SOURCE PASSAGE.
-=-=-=-=-
This seminar tracks the trajectory of the crowd, from mass to multitude, through a series of classic readings and recent interventions. Students will be responsible for classroom presentations as well as a term paper based on the readings. William Mazzarella. Fri 9:30-12:20

42000. Anthropological Methods. (PQ: Required of 2nd year social/cultural/linguistic anthropology graduate students. Others only with consent of the instructor.) This course provides a critical introduction to the methods of anthropology, paying special attention to topic formation, deployment of theoretical resources, techniques of engagement in "fields," and the politics and ethics of fieldwork and ethnographic knowledge production. Our approach will combine readings in critical anthropology relevant to methodological practice with workshop-style demonstrations of particular techniques for gathering and analyzing field material. The limits and powers of ethnography (broadly construed) will be explored through exploratory engagement with students' ongoing projects and a few examples of anthropological writing. This course is intended to help students develop the tools needed to develop their own research objects and strategies while reflecting critically on anthropology as a practice. Judith Farquhar. Mon 9:30-12:20

42910. Anthropology of Media. Media are profoundly transforming the ways in which people perceive and interact with their surroundings. This course introduces students to anthropological approaches to the study of the production, circulation, and reception of media, tacking between theoretical approaches and ethnographic studies with an eye towards the tricky issue of identifying methods through which to study media practices. Anthropological approaches to media have considered their effects on the transformation of space-time relations, the shaping of political identities, and the constitution of complex (social, political, economic, institutional, and/or creative) connections among people and groups. Anthropologists have analyzed the possibilities and limitations offered by media such as the voice, photography, television, radio, cassette tapes, videotapes, newspapers, advertising, and the Internet as they are mobilized in distinct settings. Focusing on research on materiality & place, the state & globalization, and religion & selfhood, we will analyze the co-determinate relationships among institutional structures, technological developments, and social and political contexts of diverse kinds of media practice. Amahl Bishara. Mon 12:30-3:20

45110. Global Intimacies (=HUDV 42215) Filipina nannies who leave their children at home and move to the United States to care for other peoples children. Young women (and men) who provide sex to tourists in the Dominican Republic. Women in Russia, Latin America and throughout Africa who go on the Internet to try and find husbands. The growing sense that youth in many parts of the world are increasingly implicated in violence, in part because they find themselves unable to project themselves into the future they want to achieve. All of these examples suggest that globalization is as much about the reorganization of intimacy as it is about the reorganization of space, time, and production: clearly the two are intertwined.
-=-=-=-=-
SUPPLIED INFORMATION.
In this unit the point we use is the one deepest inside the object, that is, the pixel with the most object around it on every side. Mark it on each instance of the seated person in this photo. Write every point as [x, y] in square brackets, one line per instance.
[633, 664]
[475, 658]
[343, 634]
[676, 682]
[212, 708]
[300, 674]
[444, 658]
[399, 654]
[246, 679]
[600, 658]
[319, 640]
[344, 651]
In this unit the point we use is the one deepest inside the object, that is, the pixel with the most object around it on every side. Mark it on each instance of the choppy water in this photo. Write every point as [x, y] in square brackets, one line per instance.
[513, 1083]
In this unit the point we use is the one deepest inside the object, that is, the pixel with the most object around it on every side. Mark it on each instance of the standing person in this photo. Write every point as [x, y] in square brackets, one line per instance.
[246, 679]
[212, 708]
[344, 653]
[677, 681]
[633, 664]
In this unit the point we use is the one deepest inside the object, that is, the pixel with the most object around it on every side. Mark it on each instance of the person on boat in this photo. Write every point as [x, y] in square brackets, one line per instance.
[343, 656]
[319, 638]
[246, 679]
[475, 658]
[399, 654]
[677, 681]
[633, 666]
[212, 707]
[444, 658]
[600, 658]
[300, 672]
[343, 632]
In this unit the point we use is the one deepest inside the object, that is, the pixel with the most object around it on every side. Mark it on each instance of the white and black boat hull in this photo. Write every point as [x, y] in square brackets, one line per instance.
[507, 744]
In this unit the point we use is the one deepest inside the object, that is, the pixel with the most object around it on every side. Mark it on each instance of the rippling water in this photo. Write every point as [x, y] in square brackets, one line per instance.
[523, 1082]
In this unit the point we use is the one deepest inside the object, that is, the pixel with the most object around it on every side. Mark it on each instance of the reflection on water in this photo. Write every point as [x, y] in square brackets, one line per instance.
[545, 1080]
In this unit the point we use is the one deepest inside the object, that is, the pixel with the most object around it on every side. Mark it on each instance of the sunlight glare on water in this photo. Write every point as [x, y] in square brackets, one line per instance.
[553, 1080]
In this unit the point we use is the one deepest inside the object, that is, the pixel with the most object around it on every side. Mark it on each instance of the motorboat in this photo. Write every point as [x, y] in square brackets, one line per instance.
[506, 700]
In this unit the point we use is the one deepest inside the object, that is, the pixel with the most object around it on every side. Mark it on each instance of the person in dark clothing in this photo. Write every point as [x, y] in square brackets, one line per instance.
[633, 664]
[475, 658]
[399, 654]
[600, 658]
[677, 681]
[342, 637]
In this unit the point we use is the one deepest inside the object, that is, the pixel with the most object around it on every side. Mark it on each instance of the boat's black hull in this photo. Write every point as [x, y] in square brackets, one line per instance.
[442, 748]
-=-=-=-=-
ASSIGNMENT A. According to the course descriptions, who teaches Anthropological Methods?
ASSIGNMENT B. Set down the part of the course descriptions from "45110. Global Intimacies" up to and including "two are intertwined.".
Rely on the text alone.

EXERCISE RESULT A. Judith Farquhar

EXERCISE RESULT B.
45110. Global Intimacies (=HUDV 42215) Filipina nannies who leave their children at home and move to the United States to care for other peoples children. Young women (and men) who provide sex to tourists in the Dominican Republic. Women in Russia, Latin America and throughout Africa who go on the Internet to try and find husbands. The growing sense that youth in many parts of the world are increasingly implicated in violence, in part because they find themselves unable to project themselves into the future they want to achieve. All of these examples suggest that globalization is as much about the reorganization of intimacy as it is about the reorganization of space, time, and production: clearly the two are intertwined.